From the listing below, work out the number of lines containing "mountain" and give that number without comment.

» **SUPPLIED MATERIAL**:
○ ○ ○ ○

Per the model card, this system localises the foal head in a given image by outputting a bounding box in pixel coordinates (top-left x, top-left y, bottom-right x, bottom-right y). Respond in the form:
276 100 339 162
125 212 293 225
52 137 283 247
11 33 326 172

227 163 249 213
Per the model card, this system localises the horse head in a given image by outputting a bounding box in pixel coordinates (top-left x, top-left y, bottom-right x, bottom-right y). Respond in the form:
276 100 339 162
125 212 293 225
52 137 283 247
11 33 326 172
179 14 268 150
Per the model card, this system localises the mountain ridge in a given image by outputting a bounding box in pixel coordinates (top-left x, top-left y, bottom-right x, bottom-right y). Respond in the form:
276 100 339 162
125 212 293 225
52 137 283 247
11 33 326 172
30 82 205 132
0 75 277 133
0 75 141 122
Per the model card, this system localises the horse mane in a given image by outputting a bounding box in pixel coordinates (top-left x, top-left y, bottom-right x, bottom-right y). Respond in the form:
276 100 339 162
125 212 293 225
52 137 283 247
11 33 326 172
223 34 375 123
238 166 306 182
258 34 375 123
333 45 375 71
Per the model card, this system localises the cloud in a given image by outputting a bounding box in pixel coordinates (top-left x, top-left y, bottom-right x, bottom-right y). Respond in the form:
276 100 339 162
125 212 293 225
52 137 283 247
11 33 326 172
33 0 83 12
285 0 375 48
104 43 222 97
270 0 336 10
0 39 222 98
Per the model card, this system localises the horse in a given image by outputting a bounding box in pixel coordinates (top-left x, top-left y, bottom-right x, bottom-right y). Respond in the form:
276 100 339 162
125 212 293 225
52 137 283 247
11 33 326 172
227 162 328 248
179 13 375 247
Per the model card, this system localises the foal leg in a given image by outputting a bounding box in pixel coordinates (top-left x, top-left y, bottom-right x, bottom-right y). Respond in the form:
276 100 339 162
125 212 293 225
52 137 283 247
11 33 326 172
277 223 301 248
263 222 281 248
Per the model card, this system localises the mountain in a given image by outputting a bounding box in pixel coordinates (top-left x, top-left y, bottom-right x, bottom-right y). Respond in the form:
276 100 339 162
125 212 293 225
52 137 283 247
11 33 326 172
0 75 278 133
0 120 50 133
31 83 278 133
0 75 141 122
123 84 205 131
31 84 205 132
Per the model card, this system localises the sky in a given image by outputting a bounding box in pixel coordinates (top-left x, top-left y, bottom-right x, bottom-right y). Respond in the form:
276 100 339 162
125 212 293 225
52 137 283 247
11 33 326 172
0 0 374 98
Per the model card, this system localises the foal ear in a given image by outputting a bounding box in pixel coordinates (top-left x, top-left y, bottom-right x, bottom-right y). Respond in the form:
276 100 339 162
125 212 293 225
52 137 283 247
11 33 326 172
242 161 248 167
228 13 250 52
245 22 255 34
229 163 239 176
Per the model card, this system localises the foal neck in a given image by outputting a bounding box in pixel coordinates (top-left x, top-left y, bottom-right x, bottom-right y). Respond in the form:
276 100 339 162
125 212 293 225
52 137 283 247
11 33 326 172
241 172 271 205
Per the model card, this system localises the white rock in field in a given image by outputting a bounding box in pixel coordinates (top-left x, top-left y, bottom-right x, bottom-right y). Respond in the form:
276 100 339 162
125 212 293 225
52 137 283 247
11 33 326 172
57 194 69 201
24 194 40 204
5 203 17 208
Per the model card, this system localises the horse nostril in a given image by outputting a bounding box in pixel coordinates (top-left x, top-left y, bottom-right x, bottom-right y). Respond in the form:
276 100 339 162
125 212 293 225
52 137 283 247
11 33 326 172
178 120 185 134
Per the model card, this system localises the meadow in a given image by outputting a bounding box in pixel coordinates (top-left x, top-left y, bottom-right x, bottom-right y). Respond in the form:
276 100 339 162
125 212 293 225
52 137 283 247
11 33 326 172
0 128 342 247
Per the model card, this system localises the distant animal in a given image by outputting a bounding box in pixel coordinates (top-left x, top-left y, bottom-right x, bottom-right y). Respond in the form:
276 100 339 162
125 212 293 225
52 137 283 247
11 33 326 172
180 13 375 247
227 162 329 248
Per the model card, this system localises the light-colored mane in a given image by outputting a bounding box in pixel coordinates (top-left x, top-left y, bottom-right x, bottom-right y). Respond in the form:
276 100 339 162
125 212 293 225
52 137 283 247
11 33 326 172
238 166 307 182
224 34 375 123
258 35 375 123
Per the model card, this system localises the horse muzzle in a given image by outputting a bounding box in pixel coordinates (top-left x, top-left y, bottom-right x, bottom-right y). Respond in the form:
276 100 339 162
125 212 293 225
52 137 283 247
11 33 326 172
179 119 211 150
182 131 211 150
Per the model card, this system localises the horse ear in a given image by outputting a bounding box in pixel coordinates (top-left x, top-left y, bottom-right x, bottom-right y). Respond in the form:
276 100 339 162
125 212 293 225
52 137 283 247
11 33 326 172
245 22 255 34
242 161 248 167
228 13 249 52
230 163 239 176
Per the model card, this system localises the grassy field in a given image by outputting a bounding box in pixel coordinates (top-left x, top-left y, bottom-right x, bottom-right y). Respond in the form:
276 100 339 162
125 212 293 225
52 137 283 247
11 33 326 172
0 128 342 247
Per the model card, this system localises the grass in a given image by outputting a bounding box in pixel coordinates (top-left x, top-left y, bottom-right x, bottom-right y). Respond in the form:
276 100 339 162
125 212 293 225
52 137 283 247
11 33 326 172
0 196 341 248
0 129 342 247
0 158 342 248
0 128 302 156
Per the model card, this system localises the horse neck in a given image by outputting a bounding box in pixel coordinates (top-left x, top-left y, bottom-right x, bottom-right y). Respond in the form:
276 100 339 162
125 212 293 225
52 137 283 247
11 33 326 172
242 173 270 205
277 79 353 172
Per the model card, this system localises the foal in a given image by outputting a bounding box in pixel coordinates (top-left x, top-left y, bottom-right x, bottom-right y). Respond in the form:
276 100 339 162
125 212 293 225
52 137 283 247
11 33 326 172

○ ○ ○ ○

» **SOLUTION**:
2